Region pointing data:
________

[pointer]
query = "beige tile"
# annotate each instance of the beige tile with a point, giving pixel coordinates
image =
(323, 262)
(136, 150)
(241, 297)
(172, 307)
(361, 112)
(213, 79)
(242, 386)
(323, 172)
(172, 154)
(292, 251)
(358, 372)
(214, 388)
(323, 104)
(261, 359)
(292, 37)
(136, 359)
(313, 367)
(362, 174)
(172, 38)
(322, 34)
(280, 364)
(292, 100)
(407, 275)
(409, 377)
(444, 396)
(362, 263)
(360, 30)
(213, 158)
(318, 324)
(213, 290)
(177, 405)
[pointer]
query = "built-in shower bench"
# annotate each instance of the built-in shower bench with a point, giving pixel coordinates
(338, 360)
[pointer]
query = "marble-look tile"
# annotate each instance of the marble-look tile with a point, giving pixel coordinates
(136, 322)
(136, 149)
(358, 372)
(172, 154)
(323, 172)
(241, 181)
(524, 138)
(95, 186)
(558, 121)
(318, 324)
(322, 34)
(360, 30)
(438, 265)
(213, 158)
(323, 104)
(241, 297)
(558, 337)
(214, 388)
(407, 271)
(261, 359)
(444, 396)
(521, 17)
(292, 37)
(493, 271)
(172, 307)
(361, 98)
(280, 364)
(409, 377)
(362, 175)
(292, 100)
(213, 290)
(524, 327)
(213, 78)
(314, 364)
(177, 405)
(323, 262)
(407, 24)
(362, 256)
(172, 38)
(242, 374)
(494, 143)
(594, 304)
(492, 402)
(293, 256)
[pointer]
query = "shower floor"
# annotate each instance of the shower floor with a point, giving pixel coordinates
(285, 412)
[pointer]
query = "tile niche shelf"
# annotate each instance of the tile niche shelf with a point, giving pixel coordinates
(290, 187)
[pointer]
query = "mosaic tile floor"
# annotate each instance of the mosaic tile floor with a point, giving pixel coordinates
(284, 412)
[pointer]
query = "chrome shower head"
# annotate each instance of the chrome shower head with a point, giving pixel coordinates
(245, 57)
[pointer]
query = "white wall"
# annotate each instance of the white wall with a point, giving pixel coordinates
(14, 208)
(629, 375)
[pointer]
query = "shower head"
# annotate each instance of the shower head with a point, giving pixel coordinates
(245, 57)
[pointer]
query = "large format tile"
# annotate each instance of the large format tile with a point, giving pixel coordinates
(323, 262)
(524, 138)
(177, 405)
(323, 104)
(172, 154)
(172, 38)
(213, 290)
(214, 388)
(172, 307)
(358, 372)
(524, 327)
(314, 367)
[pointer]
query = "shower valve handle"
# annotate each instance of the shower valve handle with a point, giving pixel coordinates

________

== Goal of the exercise ==
Determine the number of lines in the data above that contain the word "valve", and provide only that figure.

== Response to this exercise ==
2